━━ Dataset content

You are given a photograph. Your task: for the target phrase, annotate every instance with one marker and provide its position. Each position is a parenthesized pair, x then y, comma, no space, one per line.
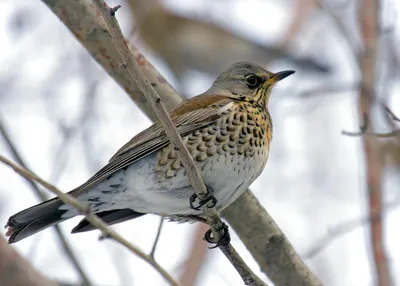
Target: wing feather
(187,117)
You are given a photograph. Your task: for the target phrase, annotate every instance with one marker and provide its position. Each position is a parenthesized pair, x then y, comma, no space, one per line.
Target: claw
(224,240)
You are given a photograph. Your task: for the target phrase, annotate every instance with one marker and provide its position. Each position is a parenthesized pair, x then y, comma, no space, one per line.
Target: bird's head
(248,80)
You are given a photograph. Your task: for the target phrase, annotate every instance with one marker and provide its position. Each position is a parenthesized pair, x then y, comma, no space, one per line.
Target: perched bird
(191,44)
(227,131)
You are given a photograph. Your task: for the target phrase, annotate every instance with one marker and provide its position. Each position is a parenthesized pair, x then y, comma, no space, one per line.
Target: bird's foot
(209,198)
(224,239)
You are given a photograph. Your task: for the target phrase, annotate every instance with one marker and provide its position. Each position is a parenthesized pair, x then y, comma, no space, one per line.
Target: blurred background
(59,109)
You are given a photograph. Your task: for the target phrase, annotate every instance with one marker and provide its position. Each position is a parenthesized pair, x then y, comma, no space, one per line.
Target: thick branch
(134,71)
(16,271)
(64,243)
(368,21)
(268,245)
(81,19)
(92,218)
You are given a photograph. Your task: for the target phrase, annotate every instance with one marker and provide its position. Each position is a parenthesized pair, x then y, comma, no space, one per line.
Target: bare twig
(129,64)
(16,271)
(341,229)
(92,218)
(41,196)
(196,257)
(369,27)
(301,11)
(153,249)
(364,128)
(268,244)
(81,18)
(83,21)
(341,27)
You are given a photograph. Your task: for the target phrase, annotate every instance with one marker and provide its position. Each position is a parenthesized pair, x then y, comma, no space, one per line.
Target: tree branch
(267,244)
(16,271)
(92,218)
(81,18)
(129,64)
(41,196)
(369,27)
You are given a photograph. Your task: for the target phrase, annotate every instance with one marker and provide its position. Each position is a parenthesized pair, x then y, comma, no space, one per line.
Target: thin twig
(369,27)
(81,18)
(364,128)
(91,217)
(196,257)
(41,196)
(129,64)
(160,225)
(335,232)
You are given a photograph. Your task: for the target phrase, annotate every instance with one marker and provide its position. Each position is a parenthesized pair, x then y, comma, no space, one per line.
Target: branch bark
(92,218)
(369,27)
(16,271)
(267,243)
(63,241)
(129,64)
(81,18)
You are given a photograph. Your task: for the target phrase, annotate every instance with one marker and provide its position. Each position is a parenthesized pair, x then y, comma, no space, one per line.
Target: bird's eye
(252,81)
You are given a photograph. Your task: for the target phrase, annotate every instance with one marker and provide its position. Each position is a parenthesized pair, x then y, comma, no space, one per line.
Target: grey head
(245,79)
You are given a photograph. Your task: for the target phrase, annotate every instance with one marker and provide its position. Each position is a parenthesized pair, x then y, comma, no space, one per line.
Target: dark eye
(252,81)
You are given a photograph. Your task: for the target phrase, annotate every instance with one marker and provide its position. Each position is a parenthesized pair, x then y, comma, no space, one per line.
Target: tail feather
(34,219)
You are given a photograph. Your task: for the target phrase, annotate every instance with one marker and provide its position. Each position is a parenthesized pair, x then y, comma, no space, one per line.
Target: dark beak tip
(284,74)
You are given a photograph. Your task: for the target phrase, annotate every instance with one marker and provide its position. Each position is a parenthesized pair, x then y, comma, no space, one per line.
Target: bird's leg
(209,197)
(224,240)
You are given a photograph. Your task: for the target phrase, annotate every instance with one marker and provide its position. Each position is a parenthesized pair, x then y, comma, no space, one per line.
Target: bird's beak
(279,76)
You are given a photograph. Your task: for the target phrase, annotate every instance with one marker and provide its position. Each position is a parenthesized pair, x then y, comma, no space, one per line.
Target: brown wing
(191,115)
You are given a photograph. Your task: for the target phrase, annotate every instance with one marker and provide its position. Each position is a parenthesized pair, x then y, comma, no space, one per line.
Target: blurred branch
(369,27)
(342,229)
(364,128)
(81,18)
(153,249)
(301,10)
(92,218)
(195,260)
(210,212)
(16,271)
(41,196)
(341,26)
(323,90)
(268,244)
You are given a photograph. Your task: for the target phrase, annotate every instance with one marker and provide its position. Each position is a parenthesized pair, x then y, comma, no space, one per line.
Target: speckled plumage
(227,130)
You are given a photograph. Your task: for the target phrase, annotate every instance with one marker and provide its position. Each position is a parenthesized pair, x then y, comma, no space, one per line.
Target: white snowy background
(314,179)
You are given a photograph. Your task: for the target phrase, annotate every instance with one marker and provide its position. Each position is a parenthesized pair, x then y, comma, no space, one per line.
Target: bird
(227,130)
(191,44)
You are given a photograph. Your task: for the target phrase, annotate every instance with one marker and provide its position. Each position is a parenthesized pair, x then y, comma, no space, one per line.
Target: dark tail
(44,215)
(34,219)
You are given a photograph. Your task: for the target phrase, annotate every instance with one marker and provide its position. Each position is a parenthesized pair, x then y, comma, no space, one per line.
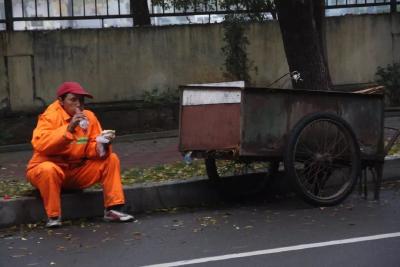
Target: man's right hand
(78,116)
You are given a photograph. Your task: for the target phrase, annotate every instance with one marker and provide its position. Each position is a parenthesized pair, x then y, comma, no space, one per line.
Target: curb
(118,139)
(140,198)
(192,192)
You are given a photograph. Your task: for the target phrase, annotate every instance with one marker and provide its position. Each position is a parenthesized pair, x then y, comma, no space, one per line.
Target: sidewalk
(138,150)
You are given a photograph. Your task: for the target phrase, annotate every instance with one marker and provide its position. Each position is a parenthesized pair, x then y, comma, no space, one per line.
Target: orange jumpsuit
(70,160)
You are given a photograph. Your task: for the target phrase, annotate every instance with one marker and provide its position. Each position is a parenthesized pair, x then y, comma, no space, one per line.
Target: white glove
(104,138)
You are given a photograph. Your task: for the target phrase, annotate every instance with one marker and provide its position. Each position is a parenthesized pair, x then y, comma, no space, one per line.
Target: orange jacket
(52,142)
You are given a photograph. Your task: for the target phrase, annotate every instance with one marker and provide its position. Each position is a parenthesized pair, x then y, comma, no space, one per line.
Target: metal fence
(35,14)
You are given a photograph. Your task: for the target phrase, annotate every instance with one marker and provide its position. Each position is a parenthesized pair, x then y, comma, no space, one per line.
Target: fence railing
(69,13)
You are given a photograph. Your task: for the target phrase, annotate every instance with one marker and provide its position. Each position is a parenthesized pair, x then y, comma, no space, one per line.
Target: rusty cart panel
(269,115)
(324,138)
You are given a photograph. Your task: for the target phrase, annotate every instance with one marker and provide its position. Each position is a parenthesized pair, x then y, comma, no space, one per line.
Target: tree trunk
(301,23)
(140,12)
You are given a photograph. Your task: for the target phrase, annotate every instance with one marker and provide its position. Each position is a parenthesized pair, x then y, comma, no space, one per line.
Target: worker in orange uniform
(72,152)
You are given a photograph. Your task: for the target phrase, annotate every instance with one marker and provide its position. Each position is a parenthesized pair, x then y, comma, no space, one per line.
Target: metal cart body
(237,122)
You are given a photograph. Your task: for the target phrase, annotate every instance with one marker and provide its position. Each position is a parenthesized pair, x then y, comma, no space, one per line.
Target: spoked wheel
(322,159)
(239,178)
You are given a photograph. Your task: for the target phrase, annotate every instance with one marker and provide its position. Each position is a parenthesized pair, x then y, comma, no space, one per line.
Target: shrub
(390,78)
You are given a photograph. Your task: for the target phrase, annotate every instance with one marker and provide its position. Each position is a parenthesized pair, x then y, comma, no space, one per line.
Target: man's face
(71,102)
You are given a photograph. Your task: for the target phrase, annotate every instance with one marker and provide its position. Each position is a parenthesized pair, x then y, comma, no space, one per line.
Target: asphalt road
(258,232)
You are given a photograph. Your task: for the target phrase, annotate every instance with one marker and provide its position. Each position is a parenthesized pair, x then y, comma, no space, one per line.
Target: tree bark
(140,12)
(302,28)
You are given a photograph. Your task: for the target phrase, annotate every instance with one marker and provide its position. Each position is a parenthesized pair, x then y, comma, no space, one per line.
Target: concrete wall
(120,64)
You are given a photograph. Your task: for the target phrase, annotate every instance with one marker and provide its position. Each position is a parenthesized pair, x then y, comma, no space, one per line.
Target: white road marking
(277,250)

━━━━

(Objective): Please show every line of the material above that contains the word "tree", copying each line in full.

(Task result):
Target: tree branch
Target: tree trunk
Target: tree bark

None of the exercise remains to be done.